++++ Document extract

This netted off swimming area makes Seven Shillings Beach a popular choice for those who want a beach day but don’t want to travel too far from the city.
How to Get to Seven Shillings Beach
Hop on the 324 or 325 bus from Town Hall Station to get to Seven Shillings Beach (30 minutes), or catch the train to Edgecliff (6 minutes) then catch the 324, 325 or 326 bus from there (8 minutes).
11. Rose Bay Beach
The next beach east heading east along the harbour is Rose Bay. The beach here is lovely and big, and even dog friendly. It’s also an easy walk to the Rose Bay shops and restaurants.
You can still see the city skyline here, but the area feels a little more green and suburban than at Double Bay and Seven Shillings Beach. I spent New Year at Rose Bay once, which was brilliant (apart from the rain)!
How to Get to Rose Bay Beach
To get to Rose Bay Beach, catch the 324 or 325 bus from Town Hall Station (35 minutes) or the train to Edgecliff (6 minutes) then the 324 or 325 bus (15 minutes).
12. Milk Beach, Vaucluse
Milk Beach lies along the Hermitage Foreshore Walk between Rose Bay and Vaucluse. It’s pretty small but the view of Sydney Opera House and Harbour Bridge are spectacular, particularly at sunset.
It was pretty popular when I passed by early evening one summer. It even looked like people were planning to stay and party!
How to Get to Milk Beach
To reach Milk Beach, you can either walk via the Hermitage Foreshore Walk from Shark Beach in Vaucluse (1 km) or Rose Bay (2 km), or catch the 324 or 325 bus from Town Hall Station to Strickland House in Vaucluse then walk for 2 minutes.

++++++++

Carry on the harbour beach guide above from its final sentence, in the same style.

++++ Data supplied

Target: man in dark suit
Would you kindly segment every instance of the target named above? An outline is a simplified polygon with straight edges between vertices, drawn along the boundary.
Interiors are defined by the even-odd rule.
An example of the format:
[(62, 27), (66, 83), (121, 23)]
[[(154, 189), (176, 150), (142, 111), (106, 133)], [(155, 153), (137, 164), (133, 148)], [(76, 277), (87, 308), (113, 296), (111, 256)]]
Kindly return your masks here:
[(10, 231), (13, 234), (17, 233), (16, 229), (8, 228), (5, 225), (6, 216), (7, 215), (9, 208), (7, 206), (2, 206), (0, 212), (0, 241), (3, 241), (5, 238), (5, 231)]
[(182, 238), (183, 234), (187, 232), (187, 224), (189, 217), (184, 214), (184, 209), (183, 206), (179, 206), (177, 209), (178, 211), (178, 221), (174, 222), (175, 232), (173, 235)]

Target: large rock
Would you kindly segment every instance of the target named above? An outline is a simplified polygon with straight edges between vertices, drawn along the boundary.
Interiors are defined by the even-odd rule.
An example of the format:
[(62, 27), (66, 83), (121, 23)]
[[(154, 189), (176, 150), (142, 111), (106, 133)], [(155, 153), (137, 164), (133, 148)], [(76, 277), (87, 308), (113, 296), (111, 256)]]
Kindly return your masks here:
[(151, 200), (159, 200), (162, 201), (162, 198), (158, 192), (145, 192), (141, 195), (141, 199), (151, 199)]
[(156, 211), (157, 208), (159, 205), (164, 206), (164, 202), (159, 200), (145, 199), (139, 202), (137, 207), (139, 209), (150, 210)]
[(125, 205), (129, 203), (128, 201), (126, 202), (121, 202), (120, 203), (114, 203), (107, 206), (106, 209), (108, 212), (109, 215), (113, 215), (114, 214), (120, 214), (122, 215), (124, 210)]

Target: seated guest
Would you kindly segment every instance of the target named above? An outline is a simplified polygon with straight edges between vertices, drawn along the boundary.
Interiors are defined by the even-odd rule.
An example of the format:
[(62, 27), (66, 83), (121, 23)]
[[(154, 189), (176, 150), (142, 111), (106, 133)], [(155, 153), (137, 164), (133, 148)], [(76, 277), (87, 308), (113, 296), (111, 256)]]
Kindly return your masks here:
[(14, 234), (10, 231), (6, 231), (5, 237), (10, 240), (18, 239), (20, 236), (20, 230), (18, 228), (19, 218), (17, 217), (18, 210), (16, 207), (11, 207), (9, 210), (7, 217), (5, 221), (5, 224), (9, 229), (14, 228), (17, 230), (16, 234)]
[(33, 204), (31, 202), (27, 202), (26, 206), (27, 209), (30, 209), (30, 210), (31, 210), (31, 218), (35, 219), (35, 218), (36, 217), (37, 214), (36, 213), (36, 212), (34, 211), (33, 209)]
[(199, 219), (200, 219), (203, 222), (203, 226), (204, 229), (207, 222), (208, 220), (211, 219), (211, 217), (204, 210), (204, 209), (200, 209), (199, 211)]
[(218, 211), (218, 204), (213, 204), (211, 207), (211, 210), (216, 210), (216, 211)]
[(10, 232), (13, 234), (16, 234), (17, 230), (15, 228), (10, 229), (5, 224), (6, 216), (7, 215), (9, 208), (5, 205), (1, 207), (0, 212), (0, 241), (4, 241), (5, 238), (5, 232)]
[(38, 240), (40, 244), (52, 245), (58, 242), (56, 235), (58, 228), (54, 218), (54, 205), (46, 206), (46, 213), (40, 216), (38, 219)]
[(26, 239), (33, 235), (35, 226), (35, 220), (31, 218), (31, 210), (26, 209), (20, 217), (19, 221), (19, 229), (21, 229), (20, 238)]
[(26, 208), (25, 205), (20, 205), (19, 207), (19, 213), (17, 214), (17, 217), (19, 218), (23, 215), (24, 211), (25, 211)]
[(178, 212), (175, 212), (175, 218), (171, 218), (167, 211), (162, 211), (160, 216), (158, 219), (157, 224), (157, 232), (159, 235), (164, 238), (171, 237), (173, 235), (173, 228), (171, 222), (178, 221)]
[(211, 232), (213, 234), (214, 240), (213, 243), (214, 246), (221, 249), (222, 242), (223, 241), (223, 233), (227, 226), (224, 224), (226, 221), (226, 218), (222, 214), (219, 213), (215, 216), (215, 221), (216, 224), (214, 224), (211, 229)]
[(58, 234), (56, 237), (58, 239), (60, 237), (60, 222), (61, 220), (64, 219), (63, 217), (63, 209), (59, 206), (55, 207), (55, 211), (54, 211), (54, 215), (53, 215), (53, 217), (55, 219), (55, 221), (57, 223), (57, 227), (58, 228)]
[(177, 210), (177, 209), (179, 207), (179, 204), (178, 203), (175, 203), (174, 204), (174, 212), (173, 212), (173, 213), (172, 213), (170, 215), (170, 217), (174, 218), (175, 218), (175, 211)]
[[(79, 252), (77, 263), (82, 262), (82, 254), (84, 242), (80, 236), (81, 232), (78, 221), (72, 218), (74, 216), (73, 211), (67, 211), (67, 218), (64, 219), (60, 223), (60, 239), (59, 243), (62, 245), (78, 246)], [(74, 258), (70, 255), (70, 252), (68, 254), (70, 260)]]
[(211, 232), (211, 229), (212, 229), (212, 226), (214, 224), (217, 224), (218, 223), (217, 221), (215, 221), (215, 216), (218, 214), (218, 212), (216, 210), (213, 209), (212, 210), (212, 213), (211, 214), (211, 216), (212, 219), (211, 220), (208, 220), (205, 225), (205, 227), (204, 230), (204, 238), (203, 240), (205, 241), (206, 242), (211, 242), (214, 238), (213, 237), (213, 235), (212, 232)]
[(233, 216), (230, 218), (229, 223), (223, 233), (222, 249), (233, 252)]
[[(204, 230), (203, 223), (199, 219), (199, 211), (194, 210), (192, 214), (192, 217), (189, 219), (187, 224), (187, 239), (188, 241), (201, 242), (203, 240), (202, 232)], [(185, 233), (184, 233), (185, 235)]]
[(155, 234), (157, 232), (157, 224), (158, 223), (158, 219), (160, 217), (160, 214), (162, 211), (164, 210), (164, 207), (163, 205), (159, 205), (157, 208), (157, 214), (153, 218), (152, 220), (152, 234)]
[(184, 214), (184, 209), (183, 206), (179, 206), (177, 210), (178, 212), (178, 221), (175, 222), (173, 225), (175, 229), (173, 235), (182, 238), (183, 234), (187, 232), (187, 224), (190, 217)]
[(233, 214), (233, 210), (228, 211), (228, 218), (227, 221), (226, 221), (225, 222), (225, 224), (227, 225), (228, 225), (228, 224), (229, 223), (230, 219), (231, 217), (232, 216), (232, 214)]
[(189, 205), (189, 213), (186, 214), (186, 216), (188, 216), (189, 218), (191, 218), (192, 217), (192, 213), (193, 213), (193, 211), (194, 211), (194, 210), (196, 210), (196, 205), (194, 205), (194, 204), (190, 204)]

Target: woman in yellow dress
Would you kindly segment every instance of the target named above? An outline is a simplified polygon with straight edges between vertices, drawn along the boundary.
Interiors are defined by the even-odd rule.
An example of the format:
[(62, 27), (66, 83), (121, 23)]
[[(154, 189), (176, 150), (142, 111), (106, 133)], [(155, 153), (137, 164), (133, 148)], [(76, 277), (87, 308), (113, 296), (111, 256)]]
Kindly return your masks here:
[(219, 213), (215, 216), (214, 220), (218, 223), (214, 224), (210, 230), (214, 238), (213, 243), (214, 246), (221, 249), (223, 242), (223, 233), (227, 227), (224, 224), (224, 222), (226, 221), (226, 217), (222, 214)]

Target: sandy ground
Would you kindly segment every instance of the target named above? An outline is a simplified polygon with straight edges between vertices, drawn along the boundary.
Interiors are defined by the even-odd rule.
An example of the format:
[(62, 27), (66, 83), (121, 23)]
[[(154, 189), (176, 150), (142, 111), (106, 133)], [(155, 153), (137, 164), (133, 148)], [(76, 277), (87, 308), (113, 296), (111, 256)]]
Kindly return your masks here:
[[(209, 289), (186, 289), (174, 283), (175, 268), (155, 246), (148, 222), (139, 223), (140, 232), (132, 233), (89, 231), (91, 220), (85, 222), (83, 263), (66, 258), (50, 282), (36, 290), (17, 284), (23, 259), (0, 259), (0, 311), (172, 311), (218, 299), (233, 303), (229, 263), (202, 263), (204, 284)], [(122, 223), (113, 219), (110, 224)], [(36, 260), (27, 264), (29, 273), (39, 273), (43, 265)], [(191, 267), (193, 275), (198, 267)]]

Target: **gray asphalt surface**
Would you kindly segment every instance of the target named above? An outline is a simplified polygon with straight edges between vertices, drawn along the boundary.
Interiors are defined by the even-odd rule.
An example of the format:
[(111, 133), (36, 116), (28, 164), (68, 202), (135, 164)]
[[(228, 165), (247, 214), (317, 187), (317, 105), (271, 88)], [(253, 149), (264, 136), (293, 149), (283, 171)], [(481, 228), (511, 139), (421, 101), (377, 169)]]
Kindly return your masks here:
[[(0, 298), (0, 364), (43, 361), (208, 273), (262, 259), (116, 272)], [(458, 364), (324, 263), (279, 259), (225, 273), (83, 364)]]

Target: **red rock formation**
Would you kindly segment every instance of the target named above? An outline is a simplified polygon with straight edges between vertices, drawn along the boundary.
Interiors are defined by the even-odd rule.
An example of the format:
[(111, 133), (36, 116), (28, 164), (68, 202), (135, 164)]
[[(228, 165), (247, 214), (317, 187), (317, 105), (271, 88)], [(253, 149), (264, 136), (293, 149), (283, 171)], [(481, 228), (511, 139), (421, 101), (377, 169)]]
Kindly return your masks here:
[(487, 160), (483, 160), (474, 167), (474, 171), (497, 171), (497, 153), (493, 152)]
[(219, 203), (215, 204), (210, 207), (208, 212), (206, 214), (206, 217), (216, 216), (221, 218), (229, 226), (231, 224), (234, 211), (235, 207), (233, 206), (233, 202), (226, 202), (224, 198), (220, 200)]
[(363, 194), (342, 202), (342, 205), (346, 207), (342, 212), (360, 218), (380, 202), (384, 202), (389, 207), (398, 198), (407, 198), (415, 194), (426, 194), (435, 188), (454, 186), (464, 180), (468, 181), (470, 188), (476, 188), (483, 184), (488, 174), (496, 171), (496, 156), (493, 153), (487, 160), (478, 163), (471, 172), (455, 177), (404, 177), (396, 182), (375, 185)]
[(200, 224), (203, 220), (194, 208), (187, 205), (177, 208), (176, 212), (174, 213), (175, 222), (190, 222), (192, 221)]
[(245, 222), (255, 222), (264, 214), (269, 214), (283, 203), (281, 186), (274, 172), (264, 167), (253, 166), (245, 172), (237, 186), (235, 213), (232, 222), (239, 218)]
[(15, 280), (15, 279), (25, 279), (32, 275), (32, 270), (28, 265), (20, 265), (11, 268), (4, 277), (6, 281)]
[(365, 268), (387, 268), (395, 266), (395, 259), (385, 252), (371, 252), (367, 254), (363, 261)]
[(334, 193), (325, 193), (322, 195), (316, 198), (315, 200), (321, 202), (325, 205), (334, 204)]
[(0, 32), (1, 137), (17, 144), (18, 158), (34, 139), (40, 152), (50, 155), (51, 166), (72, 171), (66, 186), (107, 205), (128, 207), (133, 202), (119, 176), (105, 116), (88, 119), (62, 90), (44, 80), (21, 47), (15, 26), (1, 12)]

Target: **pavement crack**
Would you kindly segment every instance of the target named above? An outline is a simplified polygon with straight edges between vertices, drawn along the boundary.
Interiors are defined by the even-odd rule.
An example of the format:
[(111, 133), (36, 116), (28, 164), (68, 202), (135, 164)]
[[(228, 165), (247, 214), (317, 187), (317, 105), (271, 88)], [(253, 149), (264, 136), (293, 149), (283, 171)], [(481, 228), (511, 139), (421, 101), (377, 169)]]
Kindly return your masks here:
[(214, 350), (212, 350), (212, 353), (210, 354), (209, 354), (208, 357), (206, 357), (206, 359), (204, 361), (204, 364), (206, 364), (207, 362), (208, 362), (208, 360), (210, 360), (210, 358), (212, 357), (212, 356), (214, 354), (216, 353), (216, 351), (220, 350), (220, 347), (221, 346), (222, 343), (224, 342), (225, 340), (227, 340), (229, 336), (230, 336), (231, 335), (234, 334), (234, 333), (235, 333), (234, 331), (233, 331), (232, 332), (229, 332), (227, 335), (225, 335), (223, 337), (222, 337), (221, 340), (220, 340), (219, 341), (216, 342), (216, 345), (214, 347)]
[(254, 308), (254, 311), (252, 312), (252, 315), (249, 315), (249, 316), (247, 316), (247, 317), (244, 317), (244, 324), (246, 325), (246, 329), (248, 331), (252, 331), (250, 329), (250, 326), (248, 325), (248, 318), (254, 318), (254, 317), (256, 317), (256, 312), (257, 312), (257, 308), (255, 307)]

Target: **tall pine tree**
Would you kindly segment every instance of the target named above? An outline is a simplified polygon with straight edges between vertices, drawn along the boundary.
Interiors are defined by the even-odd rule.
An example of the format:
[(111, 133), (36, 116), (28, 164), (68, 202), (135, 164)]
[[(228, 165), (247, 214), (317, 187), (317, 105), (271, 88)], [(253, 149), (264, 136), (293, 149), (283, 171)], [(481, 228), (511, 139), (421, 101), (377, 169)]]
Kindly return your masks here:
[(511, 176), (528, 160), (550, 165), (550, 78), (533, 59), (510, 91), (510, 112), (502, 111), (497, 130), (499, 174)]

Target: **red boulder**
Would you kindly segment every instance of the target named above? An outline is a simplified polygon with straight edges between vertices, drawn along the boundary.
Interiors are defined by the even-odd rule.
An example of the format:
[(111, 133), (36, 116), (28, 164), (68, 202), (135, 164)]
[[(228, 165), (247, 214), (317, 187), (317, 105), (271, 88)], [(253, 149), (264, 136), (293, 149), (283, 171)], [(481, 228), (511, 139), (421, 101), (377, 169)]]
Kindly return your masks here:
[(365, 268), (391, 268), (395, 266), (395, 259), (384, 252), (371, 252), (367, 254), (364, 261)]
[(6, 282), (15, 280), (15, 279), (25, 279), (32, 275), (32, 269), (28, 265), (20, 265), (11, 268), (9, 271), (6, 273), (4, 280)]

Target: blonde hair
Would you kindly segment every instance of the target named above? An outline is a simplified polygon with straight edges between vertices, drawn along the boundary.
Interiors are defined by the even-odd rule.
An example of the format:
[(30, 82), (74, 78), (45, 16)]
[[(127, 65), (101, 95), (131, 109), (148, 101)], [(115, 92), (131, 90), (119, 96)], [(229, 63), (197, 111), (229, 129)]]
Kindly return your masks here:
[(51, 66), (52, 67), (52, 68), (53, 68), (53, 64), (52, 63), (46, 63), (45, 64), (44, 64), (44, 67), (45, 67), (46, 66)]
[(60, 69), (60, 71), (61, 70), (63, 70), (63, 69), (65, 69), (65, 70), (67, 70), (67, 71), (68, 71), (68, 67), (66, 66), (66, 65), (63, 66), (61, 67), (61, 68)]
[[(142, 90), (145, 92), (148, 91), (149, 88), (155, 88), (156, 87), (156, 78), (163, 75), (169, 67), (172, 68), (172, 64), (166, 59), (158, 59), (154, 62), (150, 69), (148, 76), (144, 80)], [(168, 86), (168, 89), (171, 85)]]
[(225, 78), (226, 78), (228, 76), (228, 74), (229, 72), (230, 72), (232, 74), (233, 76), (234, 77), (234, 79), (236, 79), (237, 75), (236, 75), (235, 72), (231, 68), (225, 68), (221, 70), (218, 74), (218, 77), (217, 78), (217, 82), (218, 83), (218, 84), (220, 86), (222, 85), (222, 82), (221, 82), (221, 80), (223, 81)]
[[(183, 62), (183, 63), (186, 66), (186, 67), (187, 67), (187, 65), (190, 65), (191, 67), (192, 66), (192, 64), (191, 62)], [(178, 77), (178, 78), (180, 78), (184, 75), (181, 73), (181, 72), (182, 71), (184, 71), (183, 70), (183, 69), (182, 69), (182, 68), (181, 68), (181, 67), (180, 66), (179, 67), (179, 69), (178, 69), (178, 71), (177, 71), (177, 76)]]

++++++++

### Task result
13. Shark Beach, Vaucluse
Shark Beach in Vaucluse is a very popular option. It’s a wide beach with plenty of space on the grass behind and a netted swimming area. The beach is part of Nielson Park, a heritage-listed historic site that’s part of Sydney Harbour National Park.
The site has a cafe and three picnic areas, as well as fantastic harbour views. You can also join a tour of nearby Greycliffe House, which dates back to 1851, or hire out waterfront restaurant The Nielson for a wedding reception or private event.
How to Get to Shark Beach
Hop on the 325 bus at Town Hall Station (40 minutes) or the train to Edgecliff (6 minutes) then the 325 bus (20 minutes) to Strickland House. Then walk 700m through Nielson Park to Shark Beach.
14. Parsley Bay Beach, Vaucluse
Parsley Bay is another picturesque spot in Vaucluse. I used to house sit fairly close to here. Set deep inside the bay, Parsley Bay Beach is surrounded by trees and rocks and has extremely calm water. It’s home to lots of Eastern Water Dragons; I’ve seen them every time I’ve been there!
Parsley Bay Reserve has toilets, picnic facilities, a children’s playground, swimming enclosure (in the summer) and a kiosk. You can also stroll across well as the recognisable white footbridge or walk the short track to a waterfall in the gully.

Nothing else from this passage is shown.